**DIRECTION A**
Copy the rows word for word, from the line that contains "Given the photograph above, point out the bear's tongue" through the last row, with both ends included.

**DOCUMENT PASSAGE**
►
A monkey has to guess a five-letter word that can include repeat letters. The monkey's guesses are uniformly random 5-letter strings. The monkey is allowed an unlimited number of guesses. When a letter in an exact position is correct, that position is solved and the monkey's next guesses only apply to the remaining unsolved positions. For instance, if the word is POKER and the monkey guesses ZZKXY, then the monkey's next guesses will automatically have K in the middle position.

What is the expected number of guesses for the monkey to solve the entire word?

Are we assuming that all letters appear in all places randomly? Or are we going for actual words?

The monkey is basically a random letter generator except for positions it already got right. It needs to guess a specific string. Originally I had in mind that the string is a real word, but instead let's say it's a 5-letter password (which may or may not be a real word).

Let's assume for simplicity that we are dealing with a single letter word and let E be the expected value of guesses to get the letter right and p be the probability of getting the letter right on any single trial. Note that expected value starting from the 2nd, 3rd or 100th trial is still E and independent of previous guesses, since the monkey can randomly guess the same wrong letter over and over again.

Since the probability of E being 1 is p and E being E + 1 (it sounds a bit paradoxical) is 1 - p, we can derive the following equation:

E = 1 * p + (E + 1) * (1 - p)

E = p + E + 1 - pE - p

E = 1 / p

So, the expected value of random guesses monkey will make till it gets the correct letter is 1 / 1 / 26 = 26.

The probability that monkey makes a correct guess within 26 trials is not 50% though, even though our initial intuition might trick us to think that way.

The probability that monkey makes a correct guess within the expected value is 1 - P(all wrong) = 1 - (1 - p) ^ E = 1 - (25 / 26) ^ 26 = 64%.

If the question is tweaked so that the monkey doesn't do the trials simultaneously, but one by one for each letter in the word, the expected value of total guesses till it gets all the letters correct would be 5 * 26 = 130. Therefore, when done simultaneously, the answer must definitely be less than 130.

Let's think about a two letter word. Is the expected value of the number of two simultaneous and independent guesses the same as the expected value for a single letter? If so, then adding more letters should not change the answer and the expected number of guesses until the monkey gets all the letters correct in a five letter word or a thousand letter word should be 26. This is not the case since this time we need to find the expected value of the maximum guesses for the five positions, which should be more than the expected value for a single position (26), but less than the expected value of one by one guesses for each position (130). So, the answer to this question must be between 26 and 130.
◄
**MATERIAL SHOWN**
►
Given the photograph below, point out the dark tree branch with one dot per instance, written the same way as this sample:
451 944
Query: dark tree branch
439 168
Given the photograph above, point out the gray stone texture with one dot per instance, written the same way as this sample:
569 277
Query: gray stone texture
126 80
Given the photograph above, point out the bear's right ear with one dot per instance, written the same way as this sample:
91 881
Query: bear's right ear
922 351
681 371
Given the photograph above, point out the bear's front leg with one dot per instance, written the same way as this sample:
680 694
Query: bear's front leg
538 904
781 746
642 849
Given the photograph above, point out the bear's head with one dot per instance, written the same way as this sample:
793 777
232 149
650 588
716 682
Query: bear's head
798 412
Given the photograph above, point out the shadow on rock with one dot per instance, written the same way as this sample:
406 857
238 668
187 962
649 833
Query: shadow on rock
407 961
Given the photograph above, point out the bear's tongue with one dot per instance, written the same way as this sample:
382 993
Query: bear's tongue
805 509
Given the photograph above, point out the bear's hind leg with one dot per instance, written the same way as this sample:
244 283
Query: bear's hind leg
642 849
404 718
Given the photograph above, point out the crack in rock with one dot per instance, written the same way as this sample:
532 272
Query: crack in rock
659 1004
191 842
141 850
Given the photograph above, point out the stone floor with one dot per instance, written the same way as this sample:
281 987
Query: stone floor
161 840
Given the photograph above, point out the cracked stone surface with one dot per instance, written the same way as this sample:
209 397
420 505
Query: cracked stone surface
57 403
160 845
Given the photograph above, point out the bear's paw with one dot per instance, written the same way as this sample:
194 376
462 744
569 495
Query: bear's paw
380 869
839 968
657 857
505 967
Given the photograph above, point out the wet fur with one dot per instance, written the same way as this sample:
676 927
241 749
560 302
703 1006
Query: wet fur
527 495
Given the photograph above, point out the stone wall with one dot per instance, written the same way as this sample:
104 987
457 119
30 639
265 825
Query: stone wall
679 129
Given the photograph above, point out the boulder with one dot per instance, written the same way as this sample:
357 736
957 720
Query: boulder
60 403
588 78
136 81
◄
**DIRECTION B**
According to the thread about the guessing monkey, between which two numbers must the expected number of guesses for the five-letter word fall?

**COMPLETE RESPONSE A**
Given the photograph above, point out the bear's tongue with one dot per instance, written the same way as this sample:
382 993
Query: bear's tongue
805 509
Given the photograph above, point out the bear's hind leg with one dot per instance, written the same way as this sample:
244 283
Query: bear's hind leg
642 849
404 718
Given the photograph above, point out the crack in rock with one dot per instance, written the same way as this sample:
532 272
Query: crack in rock
659 1004
191 842
141 850
Given the photograph above, point out the stone floor with one dot per instance, written the same way as this sample:
281 987
Query: stone floor
161 840
Given the photograph above, point out the cracked stone surface with one dot per instance, written the same way as this sample:
209 397
420 505
Query: cracked stone surface
57 403
160 845
Given the photograph above, point out the bear's paw with one dot per instance, written the same way as this sample:
194 376
462 744
569 495
Query: bear's paw
380 869
839 968
657 857
505 967
Given the photograph above, point out the wet fur with one dot per instance, written the same way as this sample:
676 927
241 749
560 302
703 1006
Query: wet fur
527 495
Given the photograph above, point out the stone wall with one dot per instance, written the same way as this sample:
104 987
457 119
30 639
265 825
Query: stone wall
679 129
Given the photograph above, point out the boulder with one dot per instance, written the same way as this sample:
357 736
957 720
Query: boulder
60 403
588 78
136 81

**COMPLETE RESPONSE B**
Between 26 and 130.